◆ SELECTED EXCERPT:
+-------+
As Tacoma adjusts to life without Mattice Hoyt, one writer reflects on her life and it’s impact

BY DANA HILL for WEEKLY VOLCANO 11/21/25 |
The day I spent with Mattice Hoyt has settled into my memory like autumn leaves outside her yellow-painted beauty supply store: colorful and fleeting, exactly like her and the relationship we never fully developed.

A mix of shero, bullhorn, and a gospel choir, she was known as the unofficial mayor of Tacoma. Blunt, crass, and brilliant, she loved a cuss word the way scholars love commas.

We met in 2022. I had spoken at a women’s empowerment event, and afterward she introduced herself. “I am the Mattice of Mattice Beauty Supply,” she said proudly. We enjoyed wine and conversation, and when I asked how business was, she let out a loud laugh unassociated with feminine charm and said, “Well, it ain’t dead.”

Having learned I was Mama Doll, the marketing girl who had helped The Black Dolls, Barbie, and Ronald McDonald, she cut straight to the point. “You gon’ help me or nah?” I told her yes, and for free. Drafted into service by a woman who mixed humor, hurricane, and holy conviction, I set a date with her.

When I walked into her shop, I said, “Doll, it is cold in here, and where is the music?” She shot back, “Doll, I am the warmth and the music.” And then she let me in. We talked through her challenges, her dreams, and her hope that her store could become a hub for all races and a home for community. She toured me through every aisle.

We debated the classic entrepreneur riddle: more money first or more customers first. When I told her that attracting customers without enough inventory was pointless, she paused and said, “Wow. So simple. I needed that reminder.” I told her not to beat herself up. “Entrepreneurship is hard. We wear all the hats. It is easy to forget simple things.”
+-------+
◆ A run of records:
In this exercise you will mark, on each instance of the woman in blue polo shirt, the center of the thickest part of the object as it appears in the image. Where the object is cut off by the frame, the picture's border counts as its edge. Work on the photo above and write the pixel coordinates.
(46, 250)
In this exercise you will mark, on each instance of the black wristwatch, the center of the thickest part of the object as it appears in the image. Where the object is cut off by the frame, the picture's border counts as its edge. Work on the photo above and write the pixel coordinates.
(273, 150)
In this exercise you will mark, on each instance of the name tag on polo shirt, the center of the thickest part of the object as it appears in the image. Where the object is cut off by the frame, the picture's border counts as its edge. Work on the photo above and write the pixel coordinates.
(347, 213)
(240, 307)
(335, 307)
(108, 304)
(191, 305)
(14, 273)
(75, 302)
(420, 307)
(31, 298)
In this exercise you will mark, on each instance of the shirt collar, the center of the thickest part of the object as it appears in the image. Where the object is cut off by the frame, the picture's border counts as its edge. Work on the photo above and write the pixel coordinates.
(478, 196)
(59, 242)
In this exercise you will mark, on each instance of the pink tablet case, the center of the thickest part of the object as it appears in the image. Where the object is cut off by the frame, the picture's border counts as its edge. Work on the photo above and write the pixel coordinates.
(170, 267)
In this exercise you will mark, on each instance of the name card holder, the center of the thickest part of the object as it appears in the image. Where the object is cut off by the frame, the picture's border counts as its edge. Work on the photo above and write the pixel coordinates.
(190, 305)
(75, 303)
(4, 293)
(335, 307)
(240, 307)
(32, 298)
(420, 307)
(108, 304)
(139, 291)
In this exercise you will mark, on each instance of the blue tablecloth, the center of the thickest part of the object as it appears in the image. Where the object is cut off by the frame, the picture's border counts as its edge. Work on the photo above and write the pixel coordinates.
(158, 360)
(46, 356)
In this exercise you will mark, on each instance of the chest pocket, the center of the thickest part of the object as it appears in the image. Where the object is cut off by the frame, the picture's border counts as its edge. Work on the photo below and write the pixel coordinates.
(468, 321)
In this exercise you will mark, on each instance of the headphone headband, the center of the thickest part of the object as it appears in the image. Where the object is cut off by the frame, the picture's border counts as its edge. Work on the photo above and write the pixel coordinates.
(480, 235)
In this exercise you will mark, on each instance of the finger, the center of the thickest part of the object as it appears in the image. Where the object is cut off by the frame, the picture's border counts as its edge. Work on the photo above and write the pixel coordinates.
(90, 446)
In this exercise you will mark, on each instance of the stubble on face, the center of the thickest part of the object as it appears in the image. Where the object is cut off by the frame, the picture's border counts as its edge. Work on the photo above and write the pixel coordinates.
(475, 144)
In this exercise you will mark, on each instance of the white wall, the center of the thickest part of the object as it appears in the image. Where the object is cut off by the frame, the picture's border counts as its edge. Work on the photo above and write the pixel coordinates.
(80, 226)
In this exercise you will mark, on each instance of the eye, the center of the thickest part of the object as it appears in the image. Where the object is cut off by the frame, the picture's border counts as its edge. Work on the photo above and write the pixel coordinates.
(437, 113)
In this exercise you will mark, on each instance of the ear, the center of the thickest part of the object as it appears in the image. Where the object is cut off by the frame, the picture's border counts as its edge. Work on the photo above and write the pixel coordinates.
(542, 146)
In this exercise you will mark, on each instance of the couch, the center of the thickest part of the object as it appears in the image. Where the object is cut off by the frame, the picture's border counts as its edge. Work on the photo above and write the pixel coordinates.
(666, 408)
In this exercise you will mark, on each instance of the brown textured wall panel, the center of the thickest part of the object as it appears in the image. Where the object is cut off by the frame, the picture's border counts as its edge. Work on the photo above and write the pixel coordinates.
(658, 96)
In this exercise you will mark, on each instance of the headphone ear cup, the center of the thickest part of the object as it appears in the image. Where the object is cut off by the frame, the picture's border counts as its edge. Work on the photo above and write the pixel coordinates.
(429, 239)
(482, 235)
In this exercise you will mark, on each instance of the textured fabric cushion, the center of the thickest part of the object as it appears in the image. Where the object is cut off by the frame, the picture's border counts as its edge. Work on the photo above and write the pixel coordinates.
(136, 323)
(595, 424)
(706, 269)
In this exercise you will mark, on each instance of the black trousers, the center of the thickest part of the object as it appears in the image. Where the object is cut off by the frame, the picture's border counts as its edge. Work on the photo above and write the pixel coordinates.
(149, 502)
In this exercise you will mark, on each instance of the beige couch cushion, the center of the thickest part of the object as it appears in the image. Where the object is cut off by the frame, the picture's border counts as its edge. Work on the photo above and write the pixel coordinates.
+-------+
According to the Mattice Hoyt article, what unofficial title was she known by? Draw only on the Mattice Hoyt article.

The unofficial mayor of Tacoma.